§ Metin parçası
------------------------------------------------------------------------

“Güzel atlar ülkesi”nden günlük notları

“Bir gece düş gördüm, kalktım oraya gittim. Döndüm evime uyudum, düşümde yine oradaydım. O ülkenin perileri beni yine çağıracak biliyorum, yine düşeceğim yollarına o büyülü evrenin.”

Uzun bayram tatilinin ilk durağı Tuz Gölü…  Ankara, Konya ve Aksaray’ın kesiştiği noktada, hangi ilimize ait olduğu muamma olan ve yüzölçümü bakımından Türkiye’nin 2. büyük gölü olan Tuz Gölü, gözünüzün alabildiğine uzanan bir beyazlık. İnsana sonsuzluk hissi veren bu doğa harikası ile hala tanışmadıysanız, mutlaka görmeli ve üzerinde yürüyerek o keyfi tatmalısınız. Ama asıl gezimiz yeni başlıyor; yolculuğumuz Pers dilinde “Güzel Atlar Ülkesi” anlamına gelen Kapadokya’ya…

Aksaray’dan 20 km ilerledikten sonra “Kapadokya’nın güzelliği başlıyor” tabelasıyla birlikte coğrafi değişiklikleri hayretle izliyoruz. Kapadokya; Nevşehir, Aksaray, Niğde, Kayseri ve Kırşehir illerini kapsayan kocaman bir çember, biz ise Aksaray’ın turistik açıdan yeni keşfedilen bir ilçesi Güzelyurt’ta yani eski adıyla Gelveri’de kalmayı tercih ediyoruz. Evleriyle meşhur Gelveri’de konaklama için yörenin mimarisini taşıyan kemerli bir konağa yerleşiyoruz. Yerde yöresel kilimleri, duvarlarında Hitit güneşi tablosu ve iğne oyasından yapılmış gelin keseleri bulunan, taş, ahşap ve kadifenin uyumunu gözler önüne seren bir dekorasyon hâkim bu konaklara. Aslında bu topraklarda yaşamış birbirinden farklı medeniyetlere ait tarihsel izlerin harmanlanması şeklinde dekore edilmiş de diyebiliriz.

------------------------------------------------------------------------

§ Yapılacaklar
a: Kapadokya gezi yazısına göre aşağıdaki soruları yanıtlayın:
(i) Tuz Gölü yüzölçümü bakımından Türkiye'nin kaçıncı büyük gölüdür?
(ii) Kapadokya adı Pers dilinde ne anlama gelir?
(iii) Güzelyurt'un eski adı nedir?
b: Kapadokya gezi yazısından "Aksaray’dan 20 km" ile başlayıp "edilmiş de diyebiliriz." ifadesine kadar uzanan bölümü aynen çıkarın.

§ Sağlanan veriler

------------------------------------------------------------------------

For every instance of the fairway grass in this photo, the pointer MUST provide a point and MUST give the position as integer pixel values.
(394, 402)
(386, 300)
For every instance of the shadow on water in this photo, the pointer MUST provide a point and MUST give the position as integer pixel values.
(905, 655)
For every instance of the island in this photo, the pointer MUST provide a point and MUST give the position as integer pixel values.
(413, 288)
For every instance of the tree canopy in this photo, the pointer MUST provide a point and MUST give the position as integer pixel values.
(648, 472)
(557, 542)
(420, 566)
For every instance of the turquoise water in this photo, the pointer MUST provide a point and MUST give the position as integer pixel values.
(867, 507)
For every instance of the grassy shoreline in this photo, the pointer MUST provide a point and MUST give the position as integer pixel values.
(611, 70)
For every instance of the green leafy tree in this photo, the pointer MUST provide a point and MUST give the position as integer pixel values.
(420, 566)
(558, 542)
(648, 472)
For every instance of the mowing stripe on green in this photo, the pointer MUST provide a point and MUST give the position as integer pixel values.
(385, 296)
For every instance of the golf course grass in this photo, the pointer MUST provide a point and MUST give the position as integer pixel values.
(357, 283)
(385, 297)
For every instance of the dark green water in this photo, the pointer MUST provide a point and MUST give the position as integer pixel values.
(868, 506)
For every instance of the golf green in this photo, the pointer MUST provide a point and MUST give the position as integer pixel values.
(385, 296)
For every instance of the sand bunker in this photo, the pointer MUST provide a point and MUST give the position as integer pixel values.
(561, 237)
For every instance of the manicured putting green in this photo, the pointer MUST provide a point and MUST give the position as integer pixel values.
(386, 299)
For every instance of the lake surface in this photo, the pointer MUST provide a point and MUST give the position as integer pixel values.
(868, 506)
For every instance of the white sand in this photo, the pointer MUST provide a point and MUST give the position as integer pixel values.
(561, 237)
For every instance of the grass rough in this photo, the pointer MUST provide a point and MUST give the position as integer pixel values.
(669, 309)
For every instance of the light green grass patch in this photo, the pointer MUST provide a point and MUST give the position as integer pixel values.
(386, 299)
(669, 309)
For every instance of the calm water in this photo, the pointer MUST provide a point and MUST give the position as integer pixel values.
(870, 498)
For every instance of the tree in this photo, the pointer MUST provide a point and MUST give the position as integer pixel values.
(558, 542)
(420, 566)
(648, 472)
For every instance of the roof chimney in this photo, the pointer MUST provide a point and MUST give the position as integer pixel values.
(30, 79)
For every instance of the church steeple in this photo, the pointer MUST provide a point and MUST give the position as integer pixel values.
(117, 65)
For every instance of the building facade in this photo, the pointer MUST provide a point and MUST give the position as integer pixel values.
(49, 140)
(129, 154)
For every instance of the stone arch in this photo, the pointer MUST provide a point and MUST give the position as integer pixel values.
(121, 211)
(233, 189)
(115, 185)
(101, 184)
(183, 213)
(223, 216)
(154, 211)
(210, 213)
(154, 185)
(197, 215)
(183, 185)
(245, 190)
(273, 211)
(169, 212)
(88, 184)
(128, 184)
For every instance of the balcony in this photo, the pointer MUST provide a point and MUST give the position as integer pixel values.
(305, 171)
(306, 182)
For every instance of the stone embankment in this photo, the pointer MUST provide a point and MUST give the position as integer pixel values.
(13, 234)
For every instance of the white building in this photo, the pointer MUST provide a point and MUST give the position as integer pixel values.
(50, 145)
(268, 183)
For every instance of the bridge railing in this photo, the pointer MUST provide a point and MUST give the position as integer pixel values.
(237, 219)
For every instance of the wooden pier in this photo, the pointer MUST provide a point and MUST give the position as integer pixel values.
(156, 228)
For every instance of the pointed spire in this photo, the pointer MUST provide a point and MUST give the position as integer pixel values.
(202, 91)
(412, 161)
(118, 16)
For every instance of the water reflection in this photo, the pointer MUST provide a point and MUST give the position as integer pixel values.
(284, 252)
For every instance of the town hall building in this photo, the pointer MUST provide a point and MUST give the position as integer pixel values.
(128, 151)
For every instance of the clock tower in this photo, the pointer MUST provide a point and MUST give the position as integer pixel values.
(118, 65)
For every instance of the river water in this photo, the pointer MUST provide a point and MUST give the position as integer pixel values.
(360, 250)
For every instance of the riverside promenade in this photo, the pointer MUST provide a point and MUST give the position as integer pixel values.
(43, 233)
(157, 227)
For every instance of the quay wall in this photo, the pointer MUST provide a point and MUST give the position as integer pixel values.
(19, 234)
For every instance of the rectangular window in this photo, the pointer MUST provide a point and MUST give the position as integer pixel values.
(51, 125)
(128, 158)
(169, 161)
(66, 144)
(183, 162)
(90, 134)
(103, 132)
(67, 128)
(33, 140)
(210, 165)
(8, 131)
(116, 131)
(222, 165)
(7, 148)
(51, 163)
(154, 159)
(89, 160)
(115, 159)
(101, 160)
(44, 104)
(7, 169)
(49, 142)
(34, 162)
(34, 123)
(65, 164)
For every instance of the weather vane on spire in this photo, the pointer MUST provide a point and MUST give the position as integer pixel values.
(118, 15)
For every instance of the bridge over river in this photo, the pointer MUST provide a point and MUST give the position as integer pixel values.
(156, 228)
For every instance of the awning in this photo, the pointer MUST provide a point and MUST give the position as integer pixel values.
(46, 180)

------------------------------------------------------------------------

§ Çözülmüş alıştırma
a:
(i) 2. büyük gölüdür.
(ii) "Güzel Atlar Ülkesi" anlamına gelir.
(iii) Gelveri'dir.

b:
Aksaray’dan 20 km ilerledikten sonra “Kapadokya’nın güzelliği başlıyor” tabelasıyla birlikte coğrafi değişiklikleri hayretle izliyoruz. Kapadokya; Nevşehir, Aksaray, Niğde, Kayseri ve Kırşehir illerini kapsayan kocaman bir çember, biz ise Aksaray’ın turistik açıdan yeni keşfedilen bir ilçesi Güzelyurt’ta yani eski adıyla Gelveri’de kalmayı tercih ediyoruz. Evleriyle meşhur Gelveri’de konaklama için yörenin mimarisini taşıyan kemerli bir konağa yerleşiyoruz. Yerde yöresel kilimleri, duvarlarında Hitit güneşi tablosu ve iğne oyasından yapılmış gelin keseleri bulunan, taş, ahşap ve kadifenin uyumunu gözler önüne seren bir dekorasyon hâkim bu konaklara. Aslında bu topraklarda yaşamış birbirinden farklı medeniyetlere ait tarihsel izlerin harmanlanması şeklinde dekore edilmiş de diyebiliriz.